** WORK ITEM **
Can you transcribe the data exactly? Leave the pictures out.

Natural language region descriptions
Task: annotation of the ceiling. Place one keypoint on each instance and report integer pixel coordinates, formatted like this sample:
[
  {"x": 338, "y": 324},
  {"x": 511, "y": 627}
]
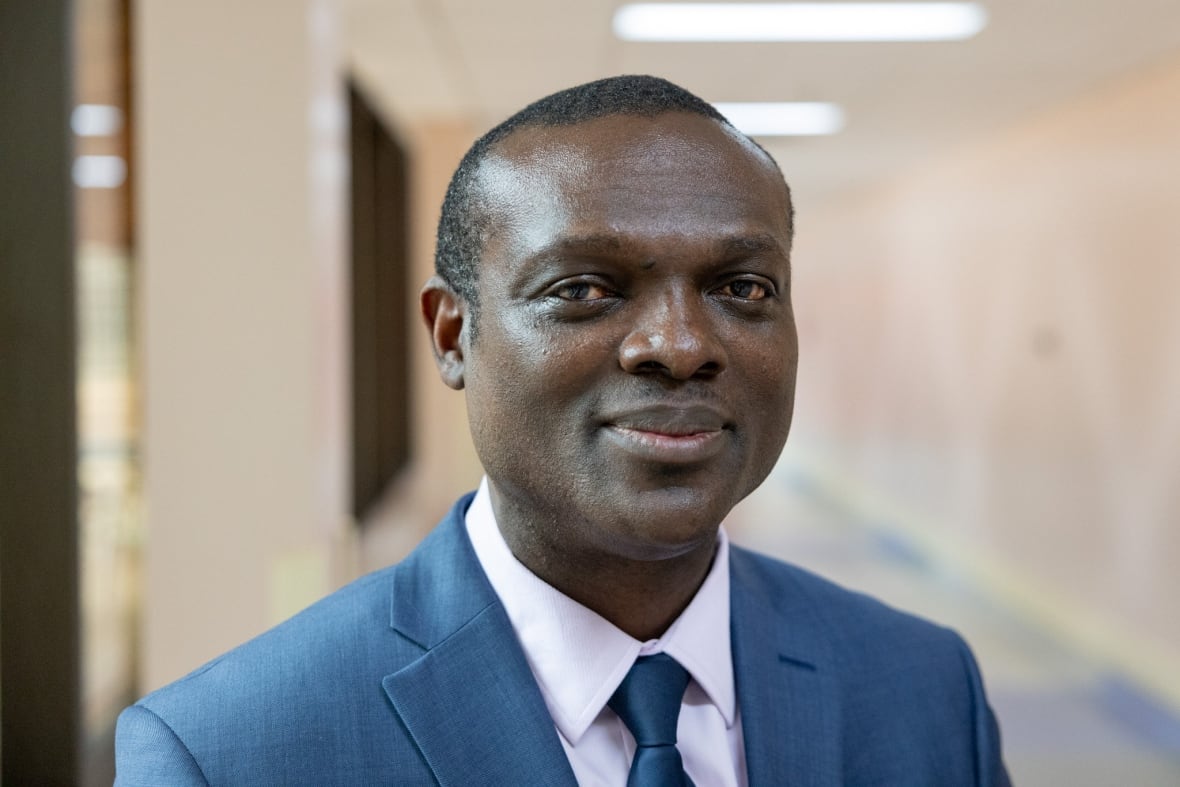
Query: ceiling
[{"x": 484, "y": 59}]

** OUTPUT BELOW **
Task: annotation of the ceiling. Place one keypoint on each instance and report integer pixel coordinates, formatted like this sample:
[
  {"x": 338, "y": 324},
  {"x": 511, "y": 627}
]
Query: ceiling
[{"x": 484, "y": 59}]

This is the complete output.